Я (как, наверное, и вы) часто слышу об «острой грани». Как мне представляется, сей термин означает экспериментальную литературу. Что ж, отлично. Нам нужно больше экспериментальной литературы. Но почему так выходит, что под «острой гранью» подразумевается всё больше сцен насилия, всё больше жестокости (особенно в отношении женщин) и проза, которая буквально клокочет от ярости и мерзости? Да, конечно, это зеркало нашего общества. Но как писатели, мы должны быть ещё и лидерами. У нас есть голоса, которые затрагивают многих людей не только в этой стране, но и по всему миру. Так почему же мы не используем эти наши голоса для помощи людям? Почему вместо этого мы просто малюем отражения общества всё более мрачными красками?
===============
▸ **ЗАДАНИЕ**
Продолжите фрагмент об «острой грани» в литературе, начав сразу после его последнего предложения. Записи для работы с фрагментом не понадобятся.

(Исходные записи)
===============
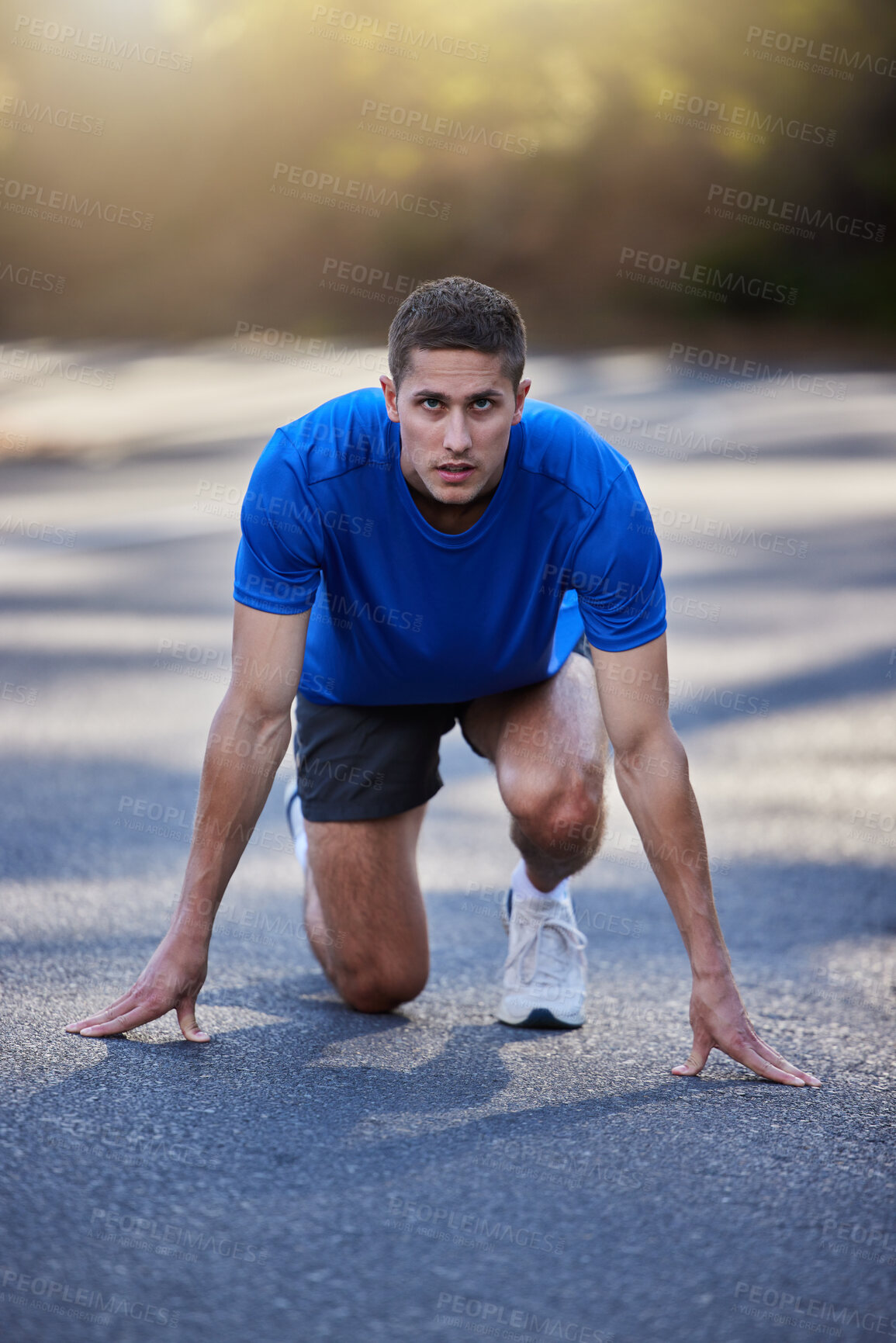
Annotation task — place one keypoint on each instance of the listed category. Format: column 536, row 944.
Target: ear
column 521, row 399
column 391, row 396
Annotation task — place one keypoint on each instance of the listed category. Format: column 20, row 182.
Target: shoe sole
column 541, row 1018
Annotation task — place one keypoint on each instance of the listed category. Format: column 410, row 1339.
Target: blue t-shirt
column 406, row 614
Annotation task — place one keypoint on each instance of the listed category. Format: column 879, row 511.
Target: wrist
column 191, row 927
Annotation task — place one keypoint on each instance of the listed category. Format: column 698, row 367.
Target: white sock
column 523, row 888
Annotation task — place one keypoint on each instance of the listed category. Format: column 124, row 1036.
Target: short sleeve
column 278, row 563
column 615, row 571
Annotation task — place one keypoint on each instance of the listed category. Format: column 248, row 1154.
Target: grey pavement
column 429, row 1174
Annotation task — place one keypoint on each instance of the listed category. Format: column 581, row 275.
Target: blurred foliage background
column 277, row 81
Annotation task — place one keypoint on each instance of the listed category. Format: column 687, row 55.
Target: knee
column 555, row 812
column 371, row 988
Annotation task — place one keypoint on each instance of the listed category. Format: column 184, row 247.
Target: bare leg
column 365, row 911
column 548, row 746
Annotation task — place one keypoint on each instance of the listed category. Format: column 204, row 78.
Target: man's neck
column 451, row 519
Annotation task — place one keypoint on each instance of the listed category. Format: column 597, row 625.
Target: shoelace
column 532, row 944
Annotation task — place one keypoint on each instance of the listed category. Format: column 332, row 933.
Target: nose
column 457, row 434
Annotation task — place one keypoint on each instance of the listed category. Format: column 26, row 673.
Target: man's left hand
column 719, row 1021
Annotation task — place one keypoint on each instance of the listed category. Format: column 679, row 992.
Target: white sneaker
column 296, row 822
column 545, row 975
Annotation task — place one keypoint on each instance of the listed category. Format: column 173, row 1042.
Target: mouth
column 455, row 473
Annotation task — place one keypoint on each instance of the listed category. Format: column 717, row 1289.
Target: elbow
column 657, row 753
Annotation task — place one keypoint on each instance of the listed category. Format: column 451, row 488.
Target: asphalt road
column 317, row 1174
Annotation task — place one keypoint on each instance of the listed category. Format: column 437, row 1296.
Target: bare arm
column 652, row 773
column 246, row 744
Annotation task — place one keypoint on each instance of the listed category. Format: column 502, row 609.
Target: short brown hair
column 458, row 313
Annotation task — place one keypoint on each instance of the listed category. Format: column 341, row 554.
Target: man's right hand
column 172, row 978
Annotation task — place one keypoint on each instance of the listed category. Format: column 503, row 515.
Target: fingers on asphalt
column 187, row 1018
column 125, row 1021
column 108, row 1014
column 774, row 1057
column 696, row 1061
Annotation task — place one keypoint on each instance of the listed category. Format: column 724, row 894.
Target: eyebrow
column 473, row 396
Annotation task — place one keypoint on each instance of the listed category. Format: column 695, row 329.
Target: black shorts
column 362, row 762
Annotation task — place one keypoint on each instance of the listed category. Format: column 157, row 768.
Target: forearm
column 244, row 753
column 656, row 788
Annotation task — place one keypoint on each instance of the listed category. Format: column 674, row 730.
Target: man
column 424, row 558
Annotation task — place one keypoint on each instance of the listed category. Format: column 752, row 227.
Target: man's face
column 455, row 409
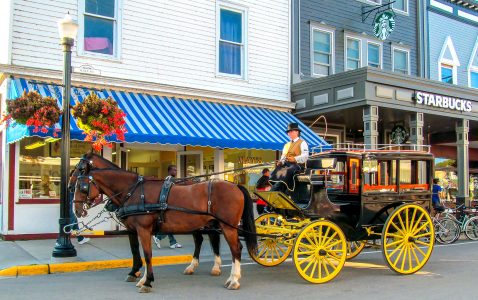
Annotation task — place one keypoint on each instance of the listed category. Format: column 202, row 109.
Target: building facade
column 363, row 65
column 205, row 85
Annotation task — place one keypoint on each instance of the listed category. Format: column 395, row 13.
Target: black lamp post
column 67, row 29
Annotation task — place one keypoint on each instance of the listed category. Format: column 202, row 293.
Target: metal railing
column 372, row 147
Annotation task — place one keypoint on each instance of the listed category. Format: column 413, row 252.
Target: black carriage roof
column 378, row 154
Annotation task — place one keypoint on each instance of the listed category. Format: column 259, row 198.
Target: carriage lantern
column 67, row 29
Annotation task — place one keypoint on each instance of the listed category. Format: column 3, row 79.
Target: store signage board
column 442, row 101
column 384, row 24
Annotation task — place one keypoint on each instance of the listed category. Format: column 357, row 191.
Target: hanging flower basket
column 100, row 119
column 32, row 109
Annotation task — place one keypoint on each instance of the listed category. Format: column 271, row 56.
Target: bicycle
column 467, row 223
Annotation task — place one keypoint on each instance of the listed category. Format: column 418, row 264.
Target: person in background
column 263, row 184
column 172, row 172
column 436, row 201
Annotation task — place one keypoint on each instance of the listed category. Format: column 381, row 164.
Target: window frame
===============
▸ **ОТВЕТ К ЗАДАНИЮ**
Я устал прославлять смерть и зло. Я больше не хочу этим заниматься, и всё тут. Если всё, чего хотят мои читатели, — это разгул тьмы, зла и смерти, тогда я жалкий неудачник.
Иногда мне задают вопрос: «Что вас пугает?», и на это я всегда отвечаю: «Заточение». В большинстве случаев задавший вопрос человек (он или она) смотрит на меня так, словно думает, что я говорю о страхе быть запертым в тёмном чулане или о том, что какой-нибудь слюнявый безумец посадит меня в подвале на цепь. Нет, я имею ввиду совсем другое. Мне страшно, что в заточение может угодить мой ум — когда мне говорят, что я должен так или иначе работать в конкретной теме и что у меня нет выбора, кроме как следовать приказам. Я обнаружил, что быть «писателем ужасов» стало для меня заключением. Я чувствую, как стены смыкаются вокруг моего права выбора. И виной всему — мои прошлые работы.
Что ж, мне ничего не остаётся, кроме как сокрушить эти стены.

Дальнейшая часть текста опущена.